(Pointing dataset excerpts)
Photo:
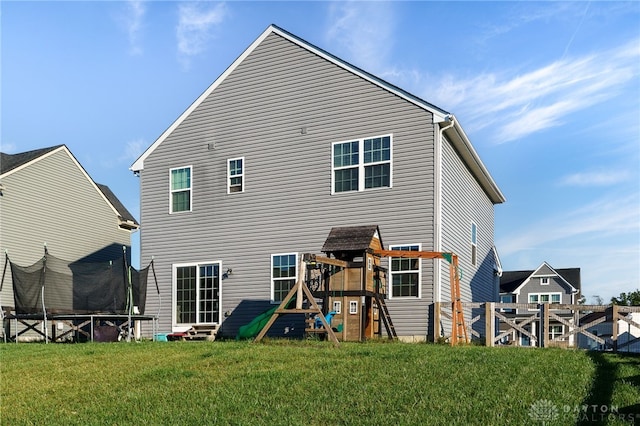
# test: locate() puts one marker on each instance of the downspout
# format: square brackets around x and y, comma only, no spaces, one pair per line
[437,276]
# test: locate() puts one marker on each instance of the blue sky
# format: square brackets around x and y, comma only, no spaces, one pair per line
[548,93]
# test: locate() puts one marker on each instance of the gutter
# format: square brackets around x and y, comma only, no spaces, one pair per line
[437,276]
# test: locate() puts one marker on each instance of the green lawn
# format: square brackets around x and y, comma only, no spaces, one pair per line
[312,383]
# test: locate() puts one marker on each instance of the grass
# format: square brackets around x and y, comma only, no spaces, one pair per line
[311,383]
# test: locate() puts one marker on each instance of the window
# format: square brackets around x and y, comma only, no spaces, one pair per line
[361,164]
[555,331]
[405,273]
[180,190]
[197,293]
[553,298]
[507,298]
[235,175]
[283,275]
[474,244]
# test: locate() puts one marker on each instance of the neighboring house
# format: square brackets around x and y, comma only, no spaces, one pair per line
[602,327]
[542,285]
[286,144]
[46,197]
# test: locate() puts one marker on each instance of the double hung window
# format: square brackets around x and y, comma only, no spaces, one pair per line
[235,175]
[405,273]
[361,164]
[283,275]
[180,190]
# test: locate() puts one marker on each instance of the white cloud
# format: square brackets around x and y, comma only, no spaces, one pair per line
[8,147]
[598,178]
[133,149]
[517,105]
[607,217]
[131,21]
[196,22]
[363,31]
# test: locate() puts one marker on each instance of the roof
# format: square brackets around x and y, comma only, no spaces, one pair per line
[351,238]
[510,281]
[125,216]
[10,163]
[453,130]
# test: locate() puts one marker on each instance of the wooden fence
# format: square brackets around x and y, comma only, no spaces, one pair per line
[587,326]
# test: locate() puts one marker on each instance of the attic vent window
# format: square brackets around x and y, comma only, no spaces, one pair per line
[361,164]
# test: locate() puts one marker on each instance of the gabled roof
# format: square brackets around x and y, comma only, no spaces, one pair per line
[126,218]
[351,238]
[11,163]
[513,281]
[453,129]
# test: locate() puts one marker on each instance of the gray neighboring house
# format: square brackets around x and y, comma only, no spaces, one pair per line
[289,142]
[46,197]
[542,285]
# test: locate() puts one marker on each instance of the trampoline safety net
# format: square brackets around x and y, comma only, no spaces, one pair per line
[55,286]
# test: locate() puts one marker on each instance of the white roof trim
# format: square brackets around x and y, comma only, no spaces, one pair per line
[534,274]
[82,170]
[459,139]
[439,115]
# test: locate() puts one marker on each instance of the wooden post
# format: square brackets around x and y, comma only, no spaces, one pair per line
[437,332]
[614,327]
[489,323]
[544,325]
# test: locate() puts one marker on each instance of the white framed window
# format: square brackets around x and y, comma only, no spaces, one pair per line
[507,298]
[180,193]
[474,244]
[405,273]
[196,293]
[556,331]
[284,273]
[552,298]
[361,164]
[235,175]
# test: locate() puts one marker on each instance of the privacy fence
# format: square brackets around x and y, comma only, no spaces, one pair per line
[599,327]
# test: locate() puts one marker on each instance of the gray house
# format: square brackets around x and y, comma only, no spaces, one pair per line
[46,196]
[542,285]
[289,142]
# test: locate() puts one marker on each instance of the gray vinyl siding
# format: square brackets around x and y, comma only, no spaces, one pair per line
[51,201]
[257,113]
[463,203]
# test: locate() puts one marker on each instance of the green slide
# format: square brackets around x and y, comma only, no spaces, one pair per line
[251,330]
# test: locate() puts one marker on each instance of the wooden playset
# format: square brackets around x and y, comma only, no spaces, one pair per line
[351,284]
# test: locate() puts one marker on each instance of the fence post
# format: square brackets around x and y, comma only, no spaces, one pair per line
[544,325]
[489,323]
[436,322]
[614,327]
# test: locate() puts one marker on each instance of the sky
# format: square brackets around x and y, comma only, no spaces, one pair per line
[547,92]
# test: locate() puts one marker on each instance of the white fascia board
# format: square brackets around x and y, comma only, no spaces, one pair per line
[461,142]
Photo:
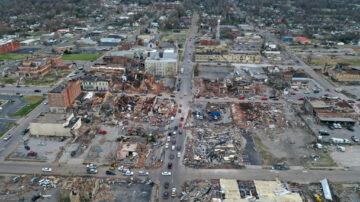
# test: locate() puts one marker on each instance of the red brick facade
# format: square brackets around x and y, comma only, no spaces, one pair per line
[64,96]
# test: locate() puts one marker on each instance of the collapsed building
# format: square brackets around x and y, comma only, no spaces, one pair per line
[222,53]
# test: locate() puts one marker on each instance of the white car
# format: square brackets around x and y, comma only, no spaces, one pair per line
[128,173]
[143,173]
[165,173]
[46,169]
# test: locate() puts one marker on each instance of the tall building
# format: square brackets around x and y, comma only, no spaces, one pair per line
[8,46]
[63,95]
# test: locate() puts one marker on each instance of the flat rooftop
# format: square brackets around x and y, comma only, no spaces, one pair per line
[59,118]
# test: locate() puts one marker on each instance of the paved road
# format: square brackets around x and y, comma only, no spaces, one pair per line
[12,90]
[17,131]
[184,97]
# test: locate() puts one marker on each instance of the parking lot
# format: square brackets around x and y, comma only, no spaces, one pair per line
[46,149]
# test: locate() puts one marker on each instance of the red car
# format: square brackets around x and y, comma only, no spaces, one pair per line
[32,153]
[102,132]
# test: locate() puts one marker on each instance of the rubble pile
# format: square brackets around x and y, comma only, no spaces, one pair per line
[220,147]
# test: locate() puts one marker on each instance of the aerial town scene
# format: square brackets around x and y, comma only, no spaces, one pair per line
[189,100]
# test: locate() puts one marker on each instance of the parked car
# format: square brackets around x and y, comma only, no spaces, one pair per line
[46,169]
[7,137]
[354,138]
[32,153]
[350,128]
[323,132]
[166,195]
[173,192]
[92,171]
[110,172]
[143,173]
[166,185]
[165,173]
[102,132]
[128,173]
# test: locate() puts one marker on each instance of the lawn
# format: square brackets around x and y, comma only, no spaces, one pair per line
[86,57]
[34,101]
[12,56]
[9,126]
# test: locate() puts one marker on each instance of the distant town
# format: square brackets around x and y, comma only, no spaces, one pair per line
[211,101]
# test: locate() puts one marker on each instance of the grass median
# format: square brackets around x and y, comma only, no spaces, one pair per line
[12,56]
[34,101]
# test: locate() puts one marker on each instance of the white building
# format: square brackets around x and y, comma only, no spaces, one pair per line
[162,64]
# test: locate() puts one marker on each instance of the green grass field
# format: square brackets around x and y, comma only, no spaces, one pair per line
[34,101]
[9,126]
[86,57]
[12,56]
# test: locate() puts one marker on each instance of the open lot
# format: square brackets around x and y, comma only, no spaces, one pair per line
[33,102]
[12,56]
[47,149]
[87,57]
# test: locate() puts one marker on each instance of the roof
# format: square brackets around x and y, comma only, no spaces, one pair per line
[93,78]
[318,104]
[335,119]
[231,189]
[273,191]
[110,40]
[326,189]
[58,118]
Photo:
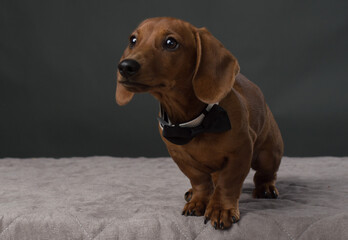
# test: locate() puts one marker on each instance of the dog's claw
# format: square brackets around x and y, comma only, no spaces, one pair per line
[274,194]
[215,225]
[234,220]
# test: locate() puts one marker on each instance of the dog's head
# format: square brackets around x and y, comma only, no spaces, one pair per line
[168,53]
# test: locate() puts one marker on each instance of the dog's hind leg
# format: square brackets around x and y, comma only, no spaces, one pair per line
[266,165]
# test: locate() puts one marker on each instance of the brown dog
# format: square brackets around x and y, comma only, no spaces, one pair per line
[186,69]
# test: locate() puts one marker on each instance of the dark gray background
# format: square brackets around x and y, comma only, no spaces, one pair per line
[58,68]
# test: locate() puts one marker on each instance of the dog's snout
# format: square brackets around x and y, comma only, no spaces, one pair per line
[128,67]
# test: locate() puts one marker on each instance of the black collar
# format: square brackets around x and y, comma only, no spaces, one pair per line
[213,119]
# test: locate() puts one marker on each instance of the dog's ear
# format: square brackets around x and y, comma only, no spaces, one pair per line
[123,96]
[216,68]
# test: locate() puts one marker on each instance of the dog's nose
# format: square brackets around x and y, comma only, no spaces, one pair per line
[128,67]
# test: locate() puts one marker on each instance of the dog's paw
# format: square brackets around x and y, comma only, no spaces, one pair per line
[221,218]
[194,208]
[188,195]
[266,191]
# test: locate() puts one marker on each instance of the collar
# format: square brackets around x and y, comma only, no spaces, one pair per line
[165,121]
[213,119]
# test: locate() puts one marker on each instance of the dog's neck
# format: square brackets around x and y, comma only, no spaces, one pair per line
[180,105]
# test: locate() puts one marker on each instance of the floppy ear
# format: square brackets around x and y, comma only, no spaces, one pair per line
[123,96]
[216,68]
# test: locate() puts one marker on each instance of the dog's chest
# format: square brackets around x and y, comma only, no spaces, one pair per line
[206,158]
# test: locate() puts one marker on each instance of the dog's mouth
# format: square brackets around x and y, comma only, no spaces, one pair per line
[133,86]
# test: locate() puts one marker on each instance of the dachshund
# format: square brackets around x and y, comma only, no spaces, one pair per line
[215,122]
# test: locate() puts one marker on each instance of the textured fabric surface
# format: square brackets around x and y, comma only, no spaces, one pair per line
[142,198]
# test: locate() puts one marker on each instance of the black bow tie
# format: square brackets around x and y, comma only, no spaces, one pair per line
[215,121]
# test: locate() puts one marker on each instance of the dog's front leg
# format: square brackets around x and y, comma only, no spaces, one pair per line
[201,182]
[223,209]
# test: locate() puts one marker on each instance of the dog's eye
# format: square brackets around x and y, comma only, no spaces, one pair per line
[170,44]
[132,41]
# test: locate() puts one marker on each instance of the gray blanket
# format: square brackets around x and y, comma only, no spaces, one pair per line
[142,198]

#### Problem description
Repeat the stretch of the items from the line that contains "textured fabric surface" through the end of the items, including both of those ends.

#### Response for this exercise
# test: locate() puts one marker on each instance of the textured fabric surface
# format: square brackets around x and y, comma only, no spaces, one pair per line
[142,198]
# test: locate() puts one marker on each instance of the black bow tie
# format: square brackets around x and y, comma only, no spaces, one pair per line
[215,121]
# test: locate() puts one marker on each instance of the dog's front leg
# format: square brackets around x and y, comma only, no spaces, one pair per line
[201,182]
[223,209]
# test: locate() puts one marker on each instance of the dog's eye
# format: square brackets around x and y, comma only, no spaces, one pair per line
[170,44]
[132,41]
# test: locate() puts one marker on each instance of the gray blanket
# format: square brackets around x and y, comma only, no spaces, one pair per line
[142,198]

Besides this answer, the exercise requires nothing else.